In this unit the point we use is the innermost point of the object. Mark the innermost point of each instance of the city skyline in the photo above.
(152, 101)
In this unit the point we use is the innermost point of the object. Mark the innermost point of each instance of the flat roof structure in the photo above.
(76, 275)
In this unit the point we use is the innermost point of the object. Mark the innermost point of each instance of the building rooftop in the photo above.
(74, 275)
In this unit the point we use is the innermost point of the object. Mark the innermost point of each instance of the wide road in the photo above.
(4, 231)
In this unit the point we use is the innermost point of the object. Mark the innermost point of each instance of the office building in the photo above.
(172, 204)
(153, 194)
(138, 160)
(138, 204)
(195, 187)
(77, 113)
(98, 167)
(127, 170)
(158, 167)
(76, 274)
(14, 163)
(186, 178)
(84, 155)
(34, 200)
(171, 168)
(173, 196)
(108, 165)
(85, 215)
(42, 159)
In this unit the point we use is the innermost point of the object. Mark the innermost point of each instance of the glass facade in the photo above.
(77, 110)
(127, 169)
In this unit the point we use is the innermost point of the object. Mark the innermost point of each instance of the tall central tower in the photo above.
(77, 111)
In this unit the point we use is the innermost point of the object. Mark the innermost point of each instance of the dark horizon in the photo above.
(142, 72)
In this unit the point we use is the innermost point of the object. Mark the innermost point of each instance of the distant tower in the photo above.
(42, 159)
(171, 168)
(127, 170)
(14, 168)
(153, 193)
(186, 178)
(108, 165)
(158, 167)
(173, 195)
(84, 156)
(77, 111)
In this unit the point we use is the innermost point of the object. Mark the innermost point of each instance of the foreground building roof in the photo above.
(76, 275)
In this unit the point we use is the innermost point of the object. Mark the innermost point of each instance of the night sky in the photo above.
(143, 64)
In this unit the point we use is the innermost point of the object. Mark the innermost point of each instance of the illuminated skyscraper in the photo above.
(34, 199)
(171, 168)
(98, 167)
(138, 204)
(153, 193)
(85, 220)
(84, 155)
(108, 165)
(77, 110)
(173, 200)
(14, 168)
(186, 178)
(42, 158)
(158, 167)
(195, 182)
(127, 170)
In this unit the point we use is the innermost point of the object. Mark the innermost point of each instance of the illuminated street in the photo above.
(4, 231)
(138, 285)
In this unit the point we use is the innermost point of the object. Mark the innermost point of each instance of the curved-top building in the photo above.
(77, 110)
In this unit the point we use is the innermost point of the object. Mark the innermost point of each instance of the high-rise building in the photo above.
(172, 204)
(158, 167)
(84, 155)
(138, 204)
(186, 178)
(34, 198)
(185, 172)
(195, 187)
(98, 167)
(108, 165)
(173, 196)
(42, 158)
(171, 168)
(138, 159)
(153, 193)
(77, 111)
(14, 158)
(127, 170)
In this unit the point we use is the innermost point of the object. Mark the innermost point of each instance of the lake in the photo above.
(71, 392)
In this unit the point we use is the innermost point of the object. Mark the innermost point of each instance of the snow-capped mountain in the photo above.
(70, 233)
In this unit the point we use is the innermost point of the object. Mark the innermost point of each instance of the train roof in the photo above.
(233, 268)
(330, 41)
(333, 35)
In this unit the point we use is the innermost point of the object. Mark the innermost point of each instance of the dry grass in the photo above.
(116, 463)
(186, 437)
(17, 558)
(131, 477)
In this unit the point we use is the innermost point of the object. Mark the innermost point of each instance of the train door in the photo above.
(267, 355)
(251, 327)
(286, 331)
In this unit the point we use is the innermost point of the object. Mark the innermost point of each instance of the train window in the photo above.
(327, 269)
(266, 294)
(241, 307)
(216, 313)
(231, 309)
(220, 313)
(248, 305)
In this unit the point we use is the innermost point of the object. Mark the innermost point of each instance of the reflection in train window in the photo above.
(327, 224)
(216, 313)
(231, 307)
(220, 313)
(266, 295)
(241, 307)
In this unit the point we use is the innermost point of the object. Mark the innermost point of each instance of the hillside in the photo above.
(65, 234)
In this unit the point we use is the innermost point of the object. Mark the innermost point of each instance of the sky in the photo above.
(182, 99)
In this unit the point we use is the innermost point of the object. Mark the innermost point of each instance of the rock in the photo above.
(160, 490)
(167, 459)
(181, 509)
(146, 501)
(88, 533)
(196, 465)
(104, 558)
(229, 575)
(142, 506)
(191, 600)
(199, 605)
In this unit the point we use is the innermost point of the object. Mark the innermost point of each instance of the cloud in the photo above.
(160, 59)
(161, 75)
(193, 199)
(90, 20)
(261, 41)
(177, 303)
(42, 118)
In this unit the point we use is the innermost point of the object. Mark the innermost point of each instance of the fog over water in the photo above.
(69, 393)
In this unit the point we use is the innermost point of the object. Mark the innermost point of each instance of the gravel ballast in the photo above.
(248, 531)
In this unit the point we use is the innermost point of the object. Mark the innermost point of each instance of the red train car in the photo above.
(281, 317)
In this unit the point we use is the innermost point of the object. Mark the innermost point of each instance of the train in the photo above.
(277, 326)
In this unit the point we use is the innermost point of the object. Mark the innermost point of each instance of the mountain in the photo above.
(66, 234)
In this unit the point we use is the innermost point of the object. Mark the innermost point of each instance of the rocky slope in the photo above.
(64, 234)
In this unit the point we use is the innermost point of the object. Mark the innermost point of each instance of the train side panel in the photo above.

________________________________________

* **Directions**
Without omitting anything, output the entries exactly.

* **Completed exercise**
In this unit the point we use is the innermost point of the object. Mark the innermost point of each instance of the city skyline in the photo above.
(152, 101)
In this unit the point we use is the innermost point of the object. Mark the innermost point of each instance of the flat roof structure in the photo above.
(76, 275)
In this unit the point we use is the innermost point of the object. Mark the innermost point of each instance of the building rooftop in the photo above.
(74, 275)
In this unit the point we use is the innermost point of the object. Mark the innermost point of each instance of the wide road in the photo above.
(4, 231)
In this unit the point we use is the innermost point of the object. Mark the innermost point of each instance of the office building in the photo above.
(172, 204)
(153, 194)
(138, 160)
(138, 204)
(195, 187)
(77, 113)
(98, 167)
(127, 170)
(158, 167)
(76, 274)
(14, 163)
(186, 178)
(84, 155)
(34, 200)
(171, 168)
(173, 196)
(108, 165)
(85, 215)
(42, 159)
In this unit the point we use is the innermost point of the object. Mark the innermost point of each instance of the glass facade in the photo above.
(77, 110)
(127, 169)
In this unit the point we use is the innermost point of the object. Mark the innermost point of each instance of the tall central tower in the photo above.
(77, 111)
In this unit the point we use is the innermost point of the object. Mark the innermost point of each instance of the dark horizon in the photo above.
(142, 72)
In this unit the point we use is the innermost point of the object. Mark the innermost point of each instance of the distant tower in the photo above.
(42, 159)
(171, 168)
(127, 170)
(14, 168)
(153, 193)
(186, 178)
(108, 165)
(158, 167)
(173, 195)
(84, 156)
(77, 111)
In this unit the point we use is the innermost point of the object. Mark the innermost point of each instance of the foreground building roof in the photo above.
(76, 275)
In this unit the point we use is the innermost point of the object. Mark the innermost point of each instance of the night sky in the photo above.
(143, 64)
In this unit the point we use is the innermost point of the object. Mark the innermost point of each instance of the illuminated skyscraper in the photo above.
(34, 199)
(171, 168)
(98, 167)
(138, 204)
(153, 193)
(85, 220)
(84, 155)
(108, 165)
(77, 110)
(173, 200)
(14, 168)
(186, 178)
(42, 158)
(158, 167)
(195, 182)
(127, 170)
In this unit the point we use is the innermost point of the object. Mark the innermost point of each instance of the illuminated street in the photo above.
(4, 231)
(138, 285)
In this unit the point we use is the innermost point of the object. Mark the innermost point of each instance of the curved-top building in the photo above.
(77, 110)
In this unit the point we use is the innermost point of the object. Mark the innermost point of each instance of the high-rise building in the photo above.
(172, 204)
(158, 167)
(84, 155)
(138, 204)
(186, 178)
(34, 198)
(185, 172)
(195, 187)
(98, 167)
(108, 165)
(173, 196)
(42, 158)
(171, 168)
(138, 159)
(153, 193)
(77, 111)
(14, 158)
(127, 170)
In this unit the point we use is the innermost point of the object. Mark the innermost point of each instance of the lake in the photo above.
(71, 392)
In this unit the point we use is the innermost point of the object. Mark the innermost point of each instance of the snow-capped mountain in the photo above.
(70, 233)
In this unit the point we use is the innermost point of the object. Mark the innermost point of each instance of the train roof in the photo above.
(233, 268)
(330, 41)
(333, 35)
In this unit the point we use is the innermost point of the object. Mark the innermost point of each instance of the dry grass in the photo above.
(116, 463)
(186, 437)
(17, 558)
(131, 477)
In this unit the point we use is the innermost point of the object. Mark the innermost point of each instance of the train door in the photo above.
(267, 355)
(251, 327)
(286, 331)
In this unit the point we use is the innermost point of the object. Mark the innermost point of each instance of the train window in the photo above.
(327, 269)
(266, 294)
(241, 307)
(216, 313)
(231, 309)
(220, 313)
(248, 305)
In this unit the point we use is the innermost point of the object. Mark the innermost point of each instance of the reflection in train window in the photo above.
(327, 224)
(216, 313)
(231, 307)
(220, 313)
(266, 295)
(241, 307)
In this unit the point we use is the innermost point of the object. Mark the innermost point of each instance of the hillside in the photo above.
(65, 234)
In this unit the point we use is the innermost point of the object. Mark the innermost point of each instance of the sky in the photo above.
(182, 99)
In this unit the point we use is the innermost point of the object. Mark the innermost point of each instance of the rock in the photo above.
(160, 490)
(167, 459)
(181, 509)
(146, 501)
(88, 533)
(196, 465)
(104, 558)
(229, 575)
(142, 506)
(191, 600)
(199, 605)
In this unit the point we use is the innermost point of the object. Mark the innermost point of each instance of the cloud in the photo above.
(160, 59)
(161, 75)
(193, 199)
(90, 20)
(261, 41)
(177, 303)
(42, 118)
In this unit the point we use is the innermost point of the object. Mark the innermost point of each instance of the fog over water in the photo above.
(69, 393)
In this unit the point we use is the innermost point of the object. Mark the innermost point of each instance of the gravel ballast in the photo above.
(248, 531)
In this unit the point we use is the innermost point of the object. Mark the innermost point of each instance of the red train car in the photo above.
(281, 317)
In this unit the point we use is the innermost point of the object. Mark the innermost point of each instance of the train in the photo above.
(277, 326)
In this unit the point we use is the innermost point of the object. Mark the innermost point of each instance of the mountain in the photo above.
(66, 234)
In this unit the point we use is the innermost point of the object. Mark the innermost point of each instance of the rocky slope in the photo above.
(64, 234)
In this unit the point we use is the innermost point of the object. Mark the innermost point of each instance of the train side panel in the photo above.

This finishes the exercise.